:: TASK DESCRIPTION ::
Continue the passage below on Everett's art after the fires and the reinterpretation of Courbet's funeral painting, starting after its final sentence.

── SUPPLIED PASSAGE

Well before the fires, which would become the most destructive in the history of the United States, Everett had felt a desire to ‘create a kind of painting that could be only visible through wind, through a primary force’. The weaving of desire and destruction, of life and death, is terrifying. For it is truly the wind—more precisely the hot and dry autumn winds, blowing at 100 km/h, devouring the equivalent of a football field every three seconds—that breathed its gigantic power into the fires.
In order not to annihilate everything, tragedy needed to be rearranged by comedy. The saving surge came from laughter and the absurd. It is why Everett also decided to reinterpret Gustave Courbet’s Un enterrement à Ornans (1850) and repurposed the narrative of the somber funeral for a theatrical representation in which the guests are actors playing at mourning [Untitled (Comedy at Ornans), 2018]. These actors are free of illusion like Beckett’s tramps living in a devastated world where everyday language wavers towards poetic and comical eruptions.

────
── LISTED ENTRIES

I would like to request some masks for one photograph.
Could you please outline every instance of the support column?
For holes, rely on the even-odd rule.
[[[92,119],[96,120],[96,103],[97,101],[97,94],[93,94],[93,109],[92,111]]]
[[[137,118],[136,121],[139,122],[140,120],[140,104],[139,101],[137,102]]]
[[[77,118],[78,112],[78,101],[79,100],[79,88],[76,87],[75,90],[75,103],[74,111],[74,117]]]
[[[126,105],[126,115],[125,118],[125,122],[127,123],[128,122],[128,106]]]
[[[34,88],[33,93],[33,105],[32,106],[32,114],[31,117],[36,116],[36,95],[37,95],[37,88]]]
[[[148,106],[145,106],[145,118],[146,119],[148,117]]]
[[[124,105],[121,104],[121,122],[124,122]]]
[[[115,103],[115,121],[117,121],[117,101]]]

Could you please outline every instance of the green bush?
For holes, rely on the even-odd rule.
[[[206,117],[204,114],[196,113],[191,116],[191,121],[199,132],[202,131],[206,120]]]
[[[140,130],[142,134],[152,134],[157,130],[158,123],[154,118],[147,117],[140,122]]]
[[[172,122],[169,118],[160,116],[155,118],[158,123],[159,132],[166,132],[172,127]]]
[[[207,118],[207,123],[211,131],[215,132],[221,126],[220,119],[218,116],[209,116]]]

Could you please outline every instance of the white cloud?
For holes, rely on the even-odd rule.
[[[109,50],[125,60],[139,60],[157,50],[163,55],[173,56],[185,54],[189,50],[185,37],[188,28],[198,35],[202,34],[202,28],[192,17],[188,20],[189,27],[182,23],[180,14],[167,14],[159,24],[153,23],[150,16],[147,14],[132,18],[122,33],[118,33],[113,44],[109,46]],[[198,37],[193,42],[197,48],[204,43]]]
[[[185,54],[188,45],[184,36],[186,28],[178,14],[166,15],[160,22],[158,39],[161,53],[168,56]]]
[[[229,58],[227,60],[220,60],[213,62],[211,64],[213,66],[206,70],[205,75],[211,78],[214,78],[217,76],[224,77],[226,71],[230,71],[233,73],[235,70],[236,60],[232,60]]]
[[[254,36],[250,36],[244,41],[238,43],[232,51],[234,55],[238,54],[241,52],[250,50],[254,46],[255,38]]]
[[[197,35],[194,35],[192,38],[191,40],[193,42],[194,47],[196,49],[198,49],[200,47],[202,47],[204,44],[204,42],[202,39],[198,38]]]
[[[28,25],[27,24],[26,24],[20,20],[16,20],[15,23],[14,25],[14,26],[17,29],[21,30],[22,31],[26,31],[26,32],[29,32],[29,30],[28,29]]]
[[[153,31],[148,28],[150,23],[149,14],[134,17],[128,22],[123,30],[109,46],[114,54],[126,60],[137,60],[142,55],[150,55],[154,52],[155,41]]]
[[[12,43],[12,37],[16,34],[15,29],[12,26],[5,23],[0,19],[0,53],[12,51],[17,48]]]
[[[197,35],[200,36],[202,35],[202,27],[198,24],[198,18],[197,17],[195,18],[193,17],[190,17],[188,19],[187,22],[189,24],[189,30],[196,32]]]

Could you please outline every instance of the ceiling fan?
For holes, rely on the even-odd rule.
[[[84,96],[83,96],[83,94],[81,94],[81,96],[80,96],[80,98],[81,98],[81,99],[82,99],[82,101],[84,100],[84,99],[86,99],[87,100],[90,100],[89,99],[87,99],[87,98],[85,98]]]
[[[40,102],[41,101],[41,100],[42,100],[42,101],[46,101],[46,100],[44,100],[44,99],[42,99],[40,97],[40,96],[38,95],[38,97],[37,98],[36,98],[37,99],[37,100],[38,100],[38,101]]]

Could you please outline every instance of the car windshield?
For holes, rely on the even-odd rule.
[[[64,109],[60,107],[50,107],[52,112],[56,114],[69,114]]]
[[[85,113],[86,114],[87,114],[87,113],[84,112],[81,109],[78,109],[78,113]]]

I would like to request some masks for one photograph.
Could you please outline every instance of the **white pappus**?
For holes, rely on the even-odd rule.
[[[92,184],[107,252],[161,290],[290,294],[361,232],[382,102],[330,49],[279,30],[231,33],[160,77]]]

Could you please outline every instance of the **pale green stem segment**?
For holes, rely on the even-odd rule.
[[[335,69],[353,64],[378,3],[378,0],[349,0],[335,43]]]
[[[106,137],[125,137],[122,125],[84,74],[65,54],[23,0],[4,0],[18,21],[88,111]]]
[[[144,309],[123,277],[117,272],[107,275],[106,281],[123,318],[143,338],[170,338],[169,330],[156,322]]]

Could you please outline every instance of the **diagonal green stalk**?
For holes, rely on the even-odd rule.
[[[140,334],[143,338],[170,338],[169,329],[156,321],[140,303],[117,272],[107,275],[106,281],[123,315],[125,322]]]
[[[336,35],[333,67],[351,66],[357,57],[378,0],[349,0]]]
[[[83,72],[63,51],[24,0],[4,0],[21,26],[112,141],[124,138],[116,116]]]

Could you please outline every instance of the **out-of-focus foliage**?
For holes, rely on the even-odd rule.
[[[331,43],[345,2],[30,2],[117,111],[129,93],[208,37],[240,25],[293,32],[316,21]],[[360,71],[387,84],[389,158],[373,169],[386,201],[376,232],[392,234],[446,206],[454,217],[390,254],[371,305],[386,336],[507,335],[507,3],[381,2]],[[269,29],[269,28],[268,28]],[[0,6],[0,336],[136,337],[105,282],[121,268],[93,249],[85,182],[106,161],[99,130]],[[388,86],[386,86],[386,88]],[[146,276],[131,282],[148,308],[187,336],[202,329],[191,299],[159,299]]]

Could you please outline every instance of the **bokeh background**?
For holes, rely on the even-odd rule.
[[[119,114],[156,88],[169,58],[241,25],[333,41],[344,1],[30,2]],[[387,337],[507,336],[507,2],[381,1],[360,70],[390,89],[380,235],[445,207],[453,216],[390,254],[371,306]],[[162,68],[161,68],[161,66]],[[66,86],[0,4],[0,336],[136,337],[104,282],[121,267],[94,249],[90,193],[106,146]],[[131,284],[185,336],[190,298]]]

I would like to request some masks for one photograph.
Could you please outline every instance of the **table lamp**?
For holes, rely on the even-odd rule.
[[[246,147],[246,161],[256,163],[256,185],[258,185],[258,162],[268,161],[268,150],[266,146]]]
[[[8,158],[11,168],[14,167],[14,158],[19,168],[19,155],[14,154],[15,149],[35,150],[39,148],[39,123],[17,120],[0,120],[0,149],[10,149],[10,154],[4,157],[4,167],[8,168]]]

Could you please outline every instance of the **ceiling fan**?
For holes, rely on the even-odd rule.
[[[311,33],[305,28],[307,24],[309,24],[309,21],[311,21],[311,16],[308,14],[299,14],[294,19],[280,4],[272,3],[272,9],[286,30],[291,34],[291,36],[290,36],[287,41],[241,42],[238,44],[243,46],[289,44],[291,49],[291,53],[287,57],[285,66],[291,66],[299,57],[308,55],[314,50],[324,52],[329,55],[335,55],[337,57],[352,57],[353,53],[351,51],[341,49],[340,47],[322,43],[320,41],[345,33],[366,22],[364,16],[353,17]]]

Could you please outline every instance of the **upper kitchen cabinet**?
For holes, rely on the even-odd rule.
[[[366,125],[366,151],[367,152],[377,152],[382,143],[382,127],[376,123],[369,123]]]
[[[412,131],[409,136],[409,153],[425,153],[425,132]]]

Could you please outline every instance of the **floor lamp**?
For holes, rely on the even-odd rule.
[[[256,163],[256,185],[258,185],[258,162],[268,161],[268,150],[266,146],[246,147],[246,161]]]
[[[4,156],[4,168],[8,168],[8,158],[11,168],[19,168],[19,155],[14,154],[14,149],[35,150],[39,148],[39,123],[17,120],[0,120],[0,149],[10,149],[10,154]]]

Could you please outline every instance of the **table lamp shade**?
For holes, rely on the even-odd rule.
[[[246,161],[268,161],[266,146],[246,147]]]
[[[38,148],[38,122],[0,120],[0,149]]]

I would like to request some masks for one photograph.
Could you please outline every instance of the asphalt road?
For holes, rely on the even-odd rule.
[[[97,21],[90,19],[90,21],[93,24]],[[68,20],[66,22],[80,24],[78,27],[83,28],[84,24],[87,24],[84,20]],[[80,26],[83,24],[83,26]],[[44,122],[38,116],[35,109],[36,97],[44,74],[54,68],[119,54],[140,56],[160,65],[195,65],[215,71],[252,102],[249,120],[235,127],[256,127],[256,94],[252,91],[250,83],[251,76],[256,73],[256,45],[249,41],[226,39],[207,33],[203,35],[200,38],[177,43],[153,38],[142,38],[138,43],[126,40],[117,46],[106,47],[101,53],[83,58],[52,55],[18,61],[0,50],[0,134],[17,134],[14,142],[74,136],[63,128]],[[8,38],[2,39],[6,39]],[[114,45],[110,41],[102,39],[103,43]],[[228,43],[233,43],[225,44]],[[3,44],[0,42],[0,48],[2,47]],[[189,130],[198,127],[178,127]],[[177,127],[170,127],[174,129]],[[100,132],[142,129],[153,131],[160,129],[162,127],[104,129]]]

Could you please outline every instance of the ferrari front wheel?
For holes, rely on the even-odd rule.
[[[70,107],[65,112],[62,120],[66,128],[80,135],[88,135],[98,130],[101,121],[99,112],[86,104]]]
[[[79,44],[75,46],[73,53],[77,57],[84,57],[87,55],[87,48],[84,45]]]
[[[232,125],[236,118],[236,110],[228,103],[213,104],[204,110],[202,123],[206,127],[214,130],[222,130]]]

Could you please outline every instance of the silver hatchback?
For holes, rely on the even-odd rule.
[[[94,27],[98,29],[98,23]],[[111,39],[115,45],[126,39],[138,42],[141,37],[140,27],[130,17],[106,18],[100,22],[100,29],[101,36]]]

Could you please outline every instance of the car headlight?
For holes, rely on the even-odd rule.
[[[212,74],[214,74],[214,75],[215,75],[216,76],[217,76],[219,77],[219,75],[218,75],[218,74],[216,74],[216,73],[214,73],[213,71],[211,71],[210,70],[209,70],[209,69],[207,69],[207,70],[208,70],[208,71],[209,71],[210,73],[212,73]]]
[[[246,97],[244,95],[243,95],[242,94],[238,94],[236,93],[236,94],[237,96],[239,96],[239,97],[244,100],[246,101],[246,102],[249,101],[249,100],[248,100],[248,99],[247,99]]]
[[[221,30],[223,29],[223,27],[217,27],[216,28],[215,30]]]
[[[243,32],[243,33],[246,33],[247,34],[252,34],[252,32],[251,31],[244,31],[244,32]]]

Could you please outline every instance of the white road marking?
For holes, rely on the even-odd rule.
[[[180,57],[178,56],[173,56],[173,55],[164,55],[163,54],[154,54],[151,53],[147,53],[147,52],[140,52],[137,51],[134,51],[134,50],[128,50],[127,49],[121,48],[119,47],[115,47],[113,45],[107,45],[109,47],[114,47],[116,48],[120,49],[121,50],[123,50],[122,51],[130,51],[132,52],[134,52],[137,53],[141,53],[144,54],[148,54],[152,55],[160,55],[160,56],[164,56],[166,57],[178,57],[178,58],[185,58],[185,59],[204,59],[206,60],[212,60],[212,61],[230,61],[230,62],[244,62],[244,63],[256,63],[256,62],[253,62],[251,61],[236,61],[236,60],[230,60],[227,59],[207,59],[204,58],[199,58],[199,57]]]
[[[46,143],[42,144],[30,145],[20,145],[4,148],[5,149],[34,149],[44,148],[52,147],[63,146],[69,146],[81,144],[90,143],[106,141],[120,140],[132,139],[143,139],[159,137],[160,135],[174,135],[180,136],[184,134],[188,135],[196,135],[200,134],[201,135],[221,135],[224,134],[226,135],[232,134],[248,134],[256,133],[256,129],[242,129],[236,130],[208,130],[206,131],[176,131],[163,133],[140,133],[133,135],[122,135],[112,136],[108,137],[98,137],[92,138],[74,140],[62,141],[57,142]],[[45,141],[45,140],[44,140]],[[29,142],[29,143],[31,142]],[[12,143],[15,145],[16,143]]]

────

:: OUTPUT ::
By repurposing Courbet’s painting and making a painted floor that covers the main level of the gallery, Everett brings us into contact with ‘another stage’ (this is the way Freud defined the unconscious [ein Andere Schauplatz]). It includes three domains: that of the visitor, that of the painting, and that of the exhibition space. Entering the gallery and walking on the floor, the visitor finds herself immediately placed on an intimate footing with painting and phenomena—fire, wind, gravity.
In his time, Courbet brought both spectator and painter within the painting(2). He revolutionized painting by dissolving the distance between canvas and viewer. Everett, for his part, offers the body the possibility of entering into the invisibility of painting.
One can hear the echo of Bruce Nauman’s steps as he walks across the floor of his studio in his video Slow Angle Walk (Beckett Walk) (1968) or as he forces his own body, then the visitor’s, within the narrow confines of his Performance Corridor (1969)(3). The narrowness of the corridor engenders anxiety: the work is experience.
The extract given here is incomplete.